> [Task instructions]
Using the records that follow, copy every line containing the word "below".
BEGIN Available data
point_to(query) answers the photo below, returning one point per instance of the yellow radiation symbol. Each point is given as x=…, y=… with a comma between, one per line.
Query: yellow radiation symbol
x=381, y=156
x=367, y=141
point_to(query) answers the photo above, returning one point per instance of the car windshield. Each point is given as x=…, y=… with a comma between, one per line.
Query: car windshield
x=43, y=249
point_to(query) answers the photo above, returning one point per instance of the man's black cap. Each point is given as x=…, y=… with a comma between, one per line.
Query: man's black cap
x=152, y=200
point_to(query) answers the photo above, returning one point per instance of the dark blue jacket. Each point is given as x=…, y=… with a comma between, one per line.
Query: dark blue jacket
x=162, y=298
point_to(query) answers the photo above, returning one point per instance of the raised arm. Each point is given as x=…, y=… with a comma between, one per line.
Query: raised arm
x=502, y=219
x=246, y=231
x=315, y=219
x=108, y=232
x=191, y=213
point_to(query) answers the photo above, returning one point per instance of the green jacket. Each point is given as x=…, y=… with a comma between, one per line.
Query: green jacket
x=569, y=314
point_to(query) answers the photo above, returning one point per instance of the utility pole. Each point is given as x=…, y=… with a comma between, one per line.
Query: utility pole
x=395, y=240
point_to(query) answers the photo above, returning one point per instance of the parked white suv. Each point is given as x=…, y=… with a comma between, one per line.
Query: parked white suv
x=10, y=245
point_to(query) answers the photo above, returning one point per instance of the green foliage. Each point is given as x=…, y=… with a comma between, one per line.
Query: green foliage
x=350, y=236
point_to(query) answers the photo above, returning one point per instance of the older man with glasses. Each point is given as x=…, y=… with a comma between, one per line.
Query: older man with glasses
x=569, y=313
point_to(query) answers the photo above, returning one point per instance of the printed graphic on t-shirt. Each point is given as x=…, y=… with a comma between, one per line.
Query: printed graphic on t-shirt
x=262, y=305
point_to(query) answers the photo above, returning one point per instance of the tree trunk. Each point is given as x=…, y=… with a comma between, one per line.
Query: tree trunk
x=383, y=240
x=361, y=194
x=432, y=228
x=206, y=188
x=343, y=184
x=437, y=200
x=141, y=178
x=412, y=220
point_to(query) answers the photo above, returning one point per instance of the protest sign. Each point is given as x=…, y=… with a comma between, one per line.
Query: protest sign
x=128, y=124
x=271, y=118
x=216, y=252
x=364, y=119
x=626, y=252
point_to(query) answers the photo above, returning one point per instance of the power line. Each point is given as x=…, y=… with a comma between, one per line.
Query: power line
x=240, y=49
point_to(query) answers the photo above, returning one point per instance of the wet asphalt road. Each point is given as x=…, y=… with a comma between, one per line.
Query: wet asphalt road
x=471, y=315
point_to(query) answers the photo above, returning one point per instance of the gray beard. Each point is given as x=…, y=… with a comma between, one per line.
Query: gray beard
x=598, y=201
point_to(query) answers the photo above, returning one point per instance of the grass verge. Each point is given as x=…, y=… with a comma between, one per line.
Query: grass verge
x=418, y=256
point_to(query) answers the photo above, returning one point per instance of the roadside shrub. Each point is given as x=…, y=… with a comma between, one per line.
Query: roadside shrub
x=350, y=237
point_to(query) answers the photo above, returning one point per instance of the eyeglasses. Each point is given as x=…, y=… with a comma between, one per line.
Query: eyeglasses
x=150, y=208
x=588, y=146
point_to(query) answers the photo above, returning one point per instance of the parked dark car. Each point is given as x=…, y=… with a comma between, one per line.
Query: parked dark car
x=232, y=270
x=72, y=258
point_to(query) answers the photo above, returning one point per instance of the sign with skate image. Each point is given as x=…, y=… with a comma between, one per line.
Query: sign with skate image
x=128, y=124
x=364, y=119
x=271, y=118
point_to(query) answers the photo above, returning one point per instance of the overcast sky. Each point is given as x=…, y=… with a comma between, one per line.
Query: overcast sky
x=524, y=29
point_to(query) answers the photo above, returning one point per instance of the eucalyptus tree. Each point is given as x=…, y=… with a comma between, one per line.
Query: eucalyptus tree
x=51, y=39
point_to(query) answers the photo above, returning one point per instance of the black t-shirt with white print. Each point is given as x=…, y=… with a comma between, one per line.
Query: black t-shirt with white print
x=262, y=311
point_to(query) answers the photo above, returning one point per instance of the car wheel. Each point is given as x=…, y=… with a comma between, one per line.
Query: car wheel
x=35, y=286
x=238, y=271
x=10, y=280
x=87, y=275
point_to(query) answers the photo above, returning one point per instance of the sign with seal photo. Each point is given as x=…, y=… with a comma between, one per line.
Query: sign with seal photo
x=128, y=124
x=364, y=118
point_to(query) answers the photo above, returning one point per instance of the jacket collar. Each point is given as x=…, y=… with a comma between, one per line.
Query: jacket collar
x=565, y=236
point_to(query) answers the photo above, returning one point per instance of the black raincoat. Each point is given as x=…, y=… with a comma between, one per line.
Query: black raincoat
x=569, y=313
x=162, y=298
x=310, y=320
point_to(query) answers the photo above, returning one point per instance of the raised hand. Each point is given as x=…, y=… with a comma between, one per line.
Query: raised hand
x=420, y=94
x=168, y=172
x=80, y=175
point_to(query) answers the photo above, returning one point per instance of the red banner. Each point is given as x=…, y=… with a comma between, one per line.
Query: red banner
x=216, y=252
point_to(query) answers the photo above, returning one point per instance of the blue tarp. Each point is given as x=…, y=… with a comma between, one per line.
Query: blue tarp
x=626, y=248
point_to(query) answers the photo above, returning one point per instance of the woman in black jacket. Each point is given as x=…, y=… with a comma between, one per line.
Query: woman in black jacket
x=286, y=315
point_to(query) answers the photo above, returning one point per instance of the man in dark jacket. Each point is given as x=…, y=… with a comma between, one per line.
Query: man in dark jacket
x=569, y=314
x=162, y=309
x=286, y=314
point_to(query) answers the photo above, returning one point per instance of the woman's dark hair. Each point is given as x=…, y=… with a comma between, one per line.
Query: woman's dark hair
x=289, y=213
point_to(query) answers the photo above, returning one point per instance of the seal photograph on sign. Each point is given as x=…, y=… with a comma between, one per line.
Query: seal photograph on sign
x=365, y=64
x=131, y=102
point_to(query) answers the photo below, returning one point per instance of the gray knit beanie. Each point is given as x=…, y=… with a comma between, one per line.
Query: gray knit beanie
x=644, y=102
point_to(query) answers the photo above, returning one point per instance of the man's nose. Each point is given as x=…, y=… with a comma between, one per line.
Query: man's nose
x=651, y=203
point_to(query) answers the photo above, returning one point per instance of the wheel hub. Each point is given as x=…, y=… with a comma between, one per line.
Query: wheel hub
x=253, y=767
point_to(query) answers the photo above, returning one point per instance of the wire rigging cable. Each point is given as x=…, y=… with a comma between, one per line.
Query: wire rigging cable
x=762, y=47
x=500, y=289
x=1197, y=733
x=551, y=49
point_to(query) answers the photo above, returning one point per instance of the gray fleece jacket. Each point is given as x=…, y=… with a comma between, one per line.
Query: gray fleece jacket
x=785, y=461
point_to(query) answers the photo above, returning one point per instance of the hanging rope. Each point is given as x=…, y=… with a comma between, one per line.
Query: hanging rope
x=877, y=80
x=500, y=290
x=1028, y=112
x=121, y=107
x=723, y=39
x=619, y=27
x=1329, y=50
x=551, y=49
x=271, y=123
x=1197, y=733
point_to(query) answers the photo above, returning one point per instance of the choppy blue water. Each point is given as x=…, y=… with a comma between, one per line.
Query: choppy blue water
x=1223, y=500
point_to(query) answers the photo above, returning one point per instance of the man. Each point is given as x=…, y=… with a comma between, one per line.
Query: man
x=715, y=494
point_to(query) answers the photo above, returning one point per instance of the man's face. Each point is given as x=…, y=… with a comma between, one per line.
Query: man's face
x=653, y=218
END Available data
> [Exercise response]
point_to(query) answers the photo below, returning one point per instance of the yellow radiation symbol. Each point is given as x=…, y=… with a comma between, one per line.
point_to(query) answers the photo below, returning one point per instance of the gray knit beanie. Each point is given as x=…, y=… with a comma between, one per line.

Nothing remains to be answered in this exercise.